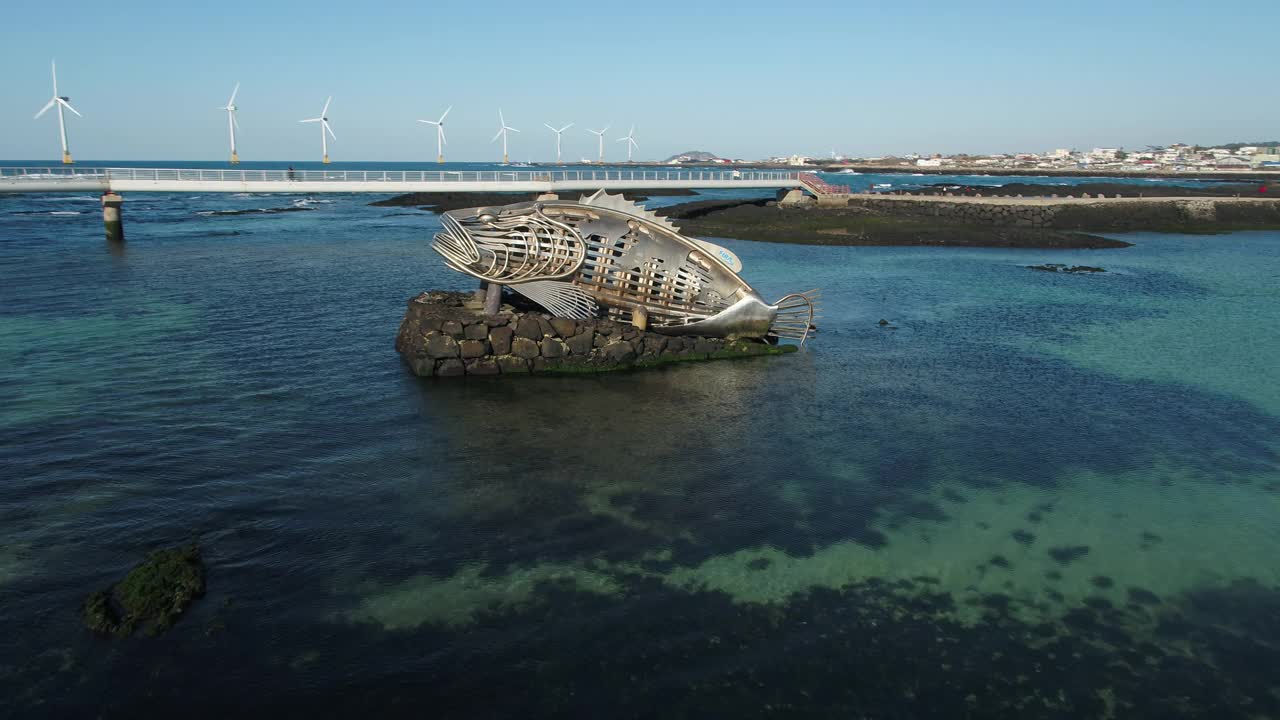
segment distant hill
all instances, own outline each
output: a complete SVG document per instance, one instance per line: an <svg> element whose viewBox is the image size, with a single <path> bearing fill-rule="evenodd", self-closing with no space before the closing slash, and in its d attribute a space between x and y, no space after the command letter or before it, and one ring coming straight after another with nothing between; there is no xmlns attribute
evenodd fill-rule
<svg viewBox="0 0 1280 720"><path fill-rule="evenodd" d="M1239 150L1242 147L1275 147L1276 145L1280 145L1280 140L1272 140L1271 142L1227 143L1226 145L1206 145L1205 147L1220 147L1227 150Z"/></svg>
<svg viewBox="0 0 1280 720"><path fill-rule="evenodd" d="M663 162L675 162L680 158L688 158L694 162L711 162L719 159L715 153L709 153L705 150L689 150L688 152L676 153Z"/></svg>

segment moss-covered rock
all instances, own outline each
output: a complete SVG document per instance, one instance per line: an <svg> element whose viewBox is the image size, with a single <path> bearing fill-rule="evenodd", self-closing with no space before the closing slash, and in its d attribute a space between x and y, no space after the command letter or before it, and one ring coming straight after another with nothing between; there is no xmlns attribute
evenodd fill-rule
<svg viewBox="0 0 1280 720"><path fill-rule="evenodd" d="M127 637L139 628L157 635L201 595L200 547L191 543L157 550L120 582L89 595L84 601L84 622L104 635Z"/></svg>

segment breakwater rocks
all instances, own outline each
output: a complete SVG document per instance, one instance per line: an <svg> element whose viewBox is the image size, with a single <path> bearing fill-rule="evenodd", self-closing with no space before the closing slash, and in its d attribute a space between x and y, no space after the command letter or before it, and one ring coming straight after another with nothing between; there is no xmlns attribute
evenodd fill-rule
<svg viewBox="0 0 1280 720"><path fill-rule="evenodd" d="M483 314L469 293L409 301L396 350L422 377L584 373L794 352L754 340L671 337L605 319L570 320L503 305Z"/></svg>
<svg viewBox="0 0 1280 720"><path fill-rule="evenodd" d="M573 193L566 192L566 196ZM584 193L590 195L591 193ZM693 197L698 193L685 188L652 188L649 190L627 190L623 197L639 202L651 197ZM395 197L369 203L371 207L416 207L428 212L443 213L462 208L486 207L490 205L509 205L511 203L537 200L542 193L537 192L415 192L396 195Z"/></svg>
<svg viewBox="0 0 1280 720"><path fill-rule="evenodd" d="M1079 197L1108 198L1157 198L1157 197L1222 197L1267 198L1280 194L1280 185L1270 183L1226 183L1212 185L1169 185L1165 183L1076 183L1074 185L1044 185L1033 183L1005 183L1003 185L957 185L936 183L926 188L912 190L915 195L959 195L961 197L1026 197L1050 198L1070 195Z"/></svg>
<svg viewBox="0 0 1280 720"><path fill-rule="evenodd" d="M660 208L658 213L699 237L806 245L1096 249L1130 244L1034 224L1014 225L1011 220L1003 225L962 222L954 213L933 214L931 208L908 205L913 199L928 201L859 195L847 207L820 208L813 203L786 207L767 199L707 200ZM1036 218L1028 220L1034 223Z"/></svg>
<svg viewBox="0 0 1280 720"><path fill-rule="evenodd" d="M1234 198L956 198L855 195L849 207L959 225L1089 232L1226 232L1280 227L1280 200Z"/></svg>

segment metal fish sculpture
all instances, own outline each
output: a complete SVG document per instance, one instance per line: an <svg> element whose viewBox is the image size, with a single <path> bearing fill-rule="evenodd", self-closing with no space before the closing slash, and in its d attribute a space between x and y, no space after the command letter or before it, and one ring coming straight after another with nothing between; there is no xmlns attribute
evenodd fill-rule
<svg viewBox="0 0 1280 720"><path fill-rule="evenodd" d="M815 327L816 290L770 305L739 277L733 252L681 235L622 195L451 210L441 221L432 249L449 267L561 317L595 317L603 306L614 319L666 335L802 344Z"/></svg>

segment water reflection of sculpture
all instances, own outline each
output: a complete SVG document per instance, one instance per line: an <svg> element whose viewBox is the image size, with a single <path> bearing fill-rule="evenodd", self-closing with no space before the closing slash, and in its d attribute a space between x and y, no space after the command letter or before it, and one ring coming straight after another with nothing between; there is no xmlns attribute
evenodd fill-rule
<svg viewBox="0 0 1280 720"><path fill-rule="evenodd" d="M561 317L609 316L666 335L790 338L814 329L818 293L770 305L730 250L603 191L453 210L432 247L449 267L509 286Z"/></svg>

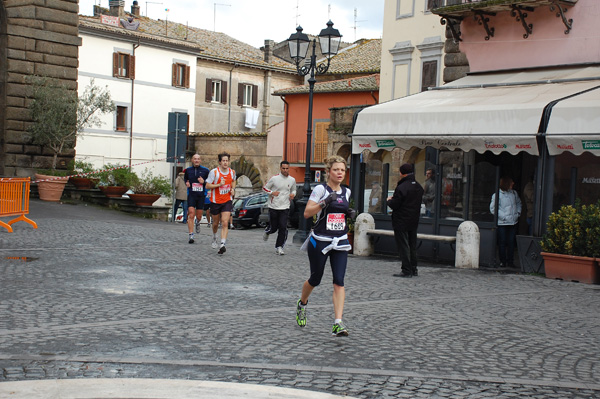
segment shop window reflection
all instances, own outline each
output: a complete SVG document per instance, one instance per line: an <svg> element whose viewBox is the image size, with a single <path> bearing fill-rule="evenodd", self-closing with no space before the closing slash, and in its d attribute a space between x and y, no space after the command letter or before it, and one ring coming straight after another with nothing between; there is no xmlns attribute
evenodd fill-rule
<svg viewBox="0 0 600 399"><path fill-rule="evenodd" d="M442 179L440 217L463 220L464 210L464 153L462 151L440 152L440 175Z"/></svg>
<svg viewBox="0 0 600 399"><path fill-rule="evenodd" d="M556 157L554 173L553 211L579 199L582 205L600 199L600 169L598 157L588 152L579 156L569 152Z"/></svg>

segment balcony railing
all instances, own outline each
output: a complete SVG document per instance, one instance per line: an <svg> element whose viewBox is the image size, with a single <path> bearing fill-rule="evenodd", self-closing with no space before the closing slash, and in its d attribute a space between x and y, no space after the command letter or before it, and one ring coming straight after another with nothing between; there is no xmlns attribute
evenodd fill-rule
<svg viewBox="0 0 600 399"><path fill-rule="evenodd" d="M496 13L510 11L510 15L523 25L525 33L523 38L527 39L533 32L533 25L527 22L528 12L533 12L537 7L548 7L550 11L556 11L556 16L562 18L566 27L564 31L568 34L573 26L573 20L567 19L566 12L569 6L575 5L577 0L429 0L431 12L442 18L442 24L448 25L455 42L460 41L460 33L457 25L466 16L474 16L480 25L483 25L489 40L494 36L494 28L490 17ZM548 14L552 15L552 14Z"/></svg>
<svg viewBox="0 0 600 399"><path fill-rule="evenodd" d="M311 151L311 163L321 163L327 158L327 143L315 143ZM287 160L306 163L306 143L287 143Z"/></svg>

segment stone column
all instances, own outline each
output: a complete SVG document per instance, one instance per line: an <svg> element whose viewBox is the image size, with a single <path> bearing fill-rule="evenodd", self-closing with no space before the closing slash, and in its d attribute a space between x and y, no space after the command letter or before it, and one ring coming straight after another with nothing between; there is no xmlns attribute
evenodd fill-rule
<svg viewBox="0 0 600 399"><path fill-rule="evenodd" d="M471 221L465 221L458 226L456 232L457 269L479 268L479 227Z"/></svg>
<svg viewBox="0 0 600 399"><path fill-rule="evenodd" d="M361 213L354 223L354 245L352 251L356 256L372 255L373 243L367 235L368 230L375 229L375 219L370 213Z"/></svg>

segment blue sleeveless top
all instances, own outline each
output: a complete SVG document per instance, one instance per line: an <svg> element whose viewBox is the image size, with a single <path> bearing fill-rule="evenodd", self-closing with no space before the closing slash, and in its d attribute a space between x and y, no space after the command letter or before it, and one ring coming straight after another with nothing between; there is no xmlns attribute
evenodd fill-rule
<svg viewBox="0 0 600 399"><path fill-rule="evenodd" d="M331 195L333 190L327 184L324 184L325 190ZM346 222L346 212L350 208L348 198L346 198L346 187L342 186L342 194L338 194L337 200L331 202L321 210L319 218L313 227L315 234L323 237L341 237L348 233L348 223Z"/></svg>

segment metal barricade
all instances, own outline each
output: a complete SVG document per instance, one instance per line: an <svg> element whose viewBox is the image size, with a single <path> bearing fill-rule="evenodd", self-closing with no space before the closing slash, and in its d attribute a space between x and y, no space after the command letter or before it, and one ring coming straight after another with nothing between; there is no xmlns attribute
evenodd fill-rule
<svg viewBox="0 0 600 399"><path fill-rule="evenodd" d="M24 221L37 229L37 223L25 217L29 213L30 178L0 178L0 217L18 216L9 222L0 220L0 226L13 232L12 224Z"/></svg>

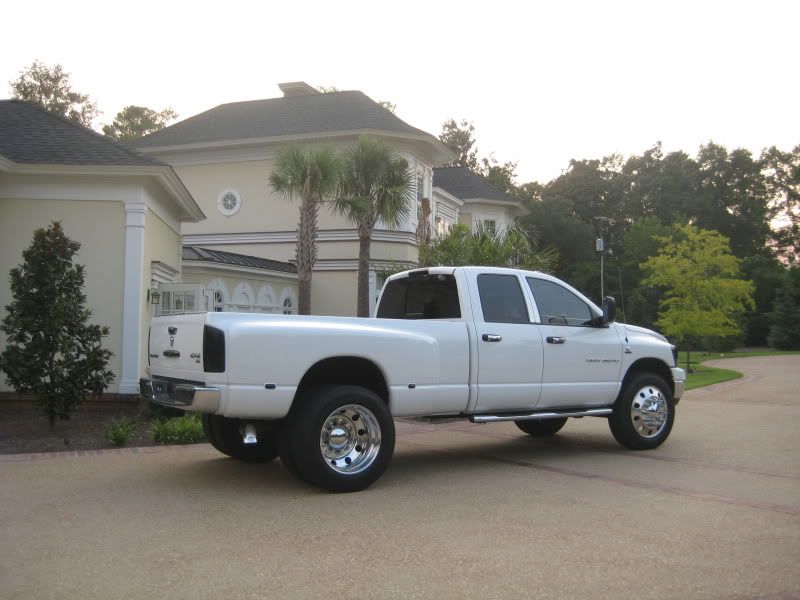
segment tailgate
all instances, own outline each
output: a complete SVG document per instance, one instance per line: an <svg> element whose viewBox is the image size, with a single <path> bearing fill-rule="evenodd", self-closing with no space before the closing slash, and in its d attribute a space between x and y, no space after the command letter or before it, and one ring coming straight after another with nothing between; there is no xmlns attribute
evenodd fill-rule
<svg viewBox="0 0 800 600"><path fill-rule="evenodd" d="M150 367L203 372L206 313L155 317L150 323Z"/></svg>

————————

- _The problem_
Go through the material and copy every line in which the word "sculpture" occurs.

- _Written response_
segment metal fish sculpture
segment water reflection of sculpture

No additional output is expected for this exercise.